The problem: Every entry below is to be copied exactly, with nothing omitted.

Input:
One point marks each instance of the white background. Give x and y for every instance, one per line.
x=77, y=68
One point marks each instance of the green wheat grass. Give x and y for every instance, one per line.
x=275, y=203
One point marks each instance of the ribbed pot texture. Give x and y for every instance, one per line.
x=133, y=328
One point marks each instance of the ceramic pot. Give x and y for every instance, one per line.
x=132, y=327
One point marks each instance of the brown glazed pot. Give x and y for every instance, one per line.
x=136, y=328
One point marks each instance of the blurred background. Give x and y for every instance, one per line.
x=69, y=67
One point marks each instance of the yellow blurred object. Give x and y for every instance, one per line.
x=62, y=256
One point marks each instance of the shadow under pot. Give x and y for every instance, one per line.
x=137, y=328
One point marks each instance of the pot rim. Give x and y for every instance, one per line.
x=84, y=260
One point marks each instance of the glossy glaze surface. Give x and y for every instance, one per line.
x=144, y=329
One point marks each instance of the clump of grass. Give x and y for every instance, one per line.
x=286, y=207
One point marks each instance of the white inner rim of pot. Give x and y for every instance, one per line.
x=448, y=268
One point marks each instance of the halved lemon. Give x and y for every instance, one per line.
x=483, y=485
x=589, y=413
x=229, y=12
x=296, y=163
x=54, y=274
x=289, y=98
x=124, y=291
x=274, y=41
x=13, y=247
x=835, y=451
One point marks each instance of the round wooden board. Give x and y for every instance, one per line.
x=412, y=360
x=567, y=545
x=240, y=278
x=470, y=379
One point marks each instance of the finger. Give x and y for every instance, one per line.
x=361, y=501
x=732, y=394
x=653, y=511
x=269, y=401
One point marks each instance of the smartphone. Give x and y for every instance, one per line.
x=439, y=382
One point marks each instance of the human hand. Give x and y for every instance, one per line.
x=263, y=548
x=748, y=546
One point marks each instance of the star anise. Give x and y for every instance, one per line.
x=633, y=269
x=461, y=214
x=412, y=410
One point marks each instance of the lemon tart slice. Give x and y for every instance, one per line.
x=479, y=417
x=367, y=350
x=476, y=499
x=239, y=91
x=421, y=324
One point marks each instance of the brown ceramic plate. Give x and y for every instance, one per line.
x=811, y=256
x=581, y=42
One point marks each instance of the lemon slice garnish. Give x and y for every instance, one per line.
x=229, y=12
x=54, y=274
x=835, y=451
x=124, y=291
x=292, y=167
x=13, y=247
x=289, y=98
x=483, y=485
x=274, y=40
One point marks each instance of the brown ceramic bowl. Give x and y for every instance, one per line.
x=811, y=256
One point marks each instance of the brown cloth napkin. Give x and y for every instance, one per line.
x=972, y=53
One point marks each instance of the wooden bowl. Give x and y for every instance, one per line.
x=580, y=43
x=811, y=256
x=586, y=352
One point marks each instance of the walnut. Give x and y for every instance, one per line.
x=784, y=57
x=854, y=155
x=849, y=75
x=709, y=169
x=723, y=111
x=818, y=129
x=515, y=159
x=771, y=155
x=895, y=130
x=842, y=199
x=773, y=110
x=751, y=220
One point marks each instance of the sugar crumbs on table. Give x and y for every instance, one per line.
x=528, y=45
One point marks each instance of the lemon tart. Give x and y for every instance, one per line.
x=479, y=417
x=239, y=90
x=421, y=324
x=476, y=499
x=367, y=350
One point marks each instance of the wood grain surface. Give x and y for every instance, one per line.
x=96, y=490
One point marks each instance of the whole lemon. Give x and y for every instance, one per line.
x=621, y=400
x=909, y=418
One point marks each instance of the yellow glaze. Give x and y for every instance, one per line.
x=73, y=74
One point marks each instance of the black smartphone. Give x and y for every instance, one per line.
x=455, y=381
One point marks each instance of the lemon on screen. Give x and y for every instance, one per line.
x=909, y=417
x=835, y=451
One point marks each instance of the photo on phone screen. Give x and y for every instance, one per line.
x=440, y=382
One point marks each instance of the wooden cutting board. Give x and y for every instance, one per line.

Exercise answer:
One point marks each instance of the white background. Give x and y for every instance, one per line.
x=77, y=68
One point marks each instance of the green wheat grass. Give x and y for every instance, one per line.
x=275, y=203
One point marks each instance of the ribbed pot texture. Give x and y for every instance, one per line.
x=133, y=328
One point marks each instance of the ceramic pot. Give x and y for every instance, one per line.
x=132, y=327
One point marks each instance of the brown glazed pot. Give x and y for every instance, one per line.
x=136, y=328
One point marks each instance of the blurred background. Give x and y for every instance, one per line.
x=69, y=67
One point marks each instance of the yellow blurred object. Give x and y for every instance, one per line.
x=62, y=256
One point marks each instance of the shadow under pot. Give x and y for every instance, one per line.
x=137, y=328
One point marks each instance of the pot rim. Give x and y for every instance, one per line.
x=84, y=260
One point marks each instance of the glossy glaze surface. Give x and y for every instance, one per line.
x=144, y=329
One point marks each instance of the clump of grass. Give x and y for every instance, one per line.
x=286, y=207
One point marks each instance of the white inner rim of pot. Give x and y for every instance, one per line.
x=448, y=268
One point marks each instance of the halved lemon. Give x and y for every instance, one per line.
x=483, y=485
x=589, y=413
x=229, y=12
x=296, y=163
x=54, y=274
x=289, y=98
x=124, y=291
x=274, y=41
x=13, y=247
x=835, y=451
One point marks each instance of the round wooden board. Give x and y for every instance, one per line.
x=412, y=360
x=567, y=545
x=240, y=278
x=470, y=379
One point marks each instance of the finger. Give x and y for every instance, one per line.
x=361, y=501
x=732, y=394
x=653, y=511
x=269, y=401
One point marks each instance of the smartphone. Give x and y for every instance, one per line.
x=439, y=382
One point marks each instance of the human hand. Give x and y for every instance, one per line.
x=263, y=548
x=748, y=546
One point marks each instance of the star anise. Give x and y for every instance, one per line.
x=633, y=269
x=461, y=214
x=412, y=410
One point marks each instance of the lemon tart slice. Give x and y for every instance, one per line.
x=479, y=417
x=367, y=350
x=476, y=499
x=239, y=91
x=421, y=324
One point marks each instance of the brown ceramic plate. Give x and y for every instance, one per line.
x=811, y=256
x=581, y=42
One point marks each instance of the lemon slice garnish. Give x and y for every instance, one per line.
x=229, y=12
x=54, y=274
x=835, y=451
x=124, y=291
x=292, y=167
x=13, y=247
x=289, y=98
x=483, y=485
x=274, y=40
One point marks each instance of the brown ceramic bowl. Give x and y for every instance, one per line.
x=811, y=256
One point marks each instance of the brown cloth napkin. Give x and y for every instance, one per line.
x=972, y=53
One point marks each instance of the wooden bowl. Give x and y for every instance, one per line.
x=580, y=43
x=811, y=256
x=586, y=352
One point marks each instance of the walnut. Give x and y for every instance, one per line.
x=784, y=57
x=854, y=155
x=849, y=75
x=709, y=169
x=723, y=111
x=818, y=129
x=515, y=159
x=771, y=155
x=895, y=130
x=842, y=199
x=773, y=110
x=751, y=220
One point marks each instance of the sugar crumbs on table. Give x and y for every instance, one per line.
x=528, y=45
One point marks each instance of the lemon tart. Give x and y for every instance, one per line.
x=479, y=417
x=239, y=90
x=421, y=324
x=476, y=499
x=367, y=350
One point marks each instance of the wood grain surface. Give x and y for every instance, one per line.
x=96, y=490
One point marks each instance of the whole lemon. Give x and y for every instance, one per line.
x=621, y=400
x=909, y=418
One point marks each instance of the yellow glaze. Give x and y for every instance, one per line.
x=73, y=74
One point marks each instance of the black smartphone. Give x and y for every instance, one per line.
x=455, y=381
One point marks each instance of the lemon on screen. Give x and y for every instance, one per line.
x=909, y=417
x=835, y=451
One point marks each instance of the photo on phone screen. Give x and y for every instance, one per line.
x=440, y=382
One point marks each instance of the wooden cutting board. Give x and y for every instance, one per line.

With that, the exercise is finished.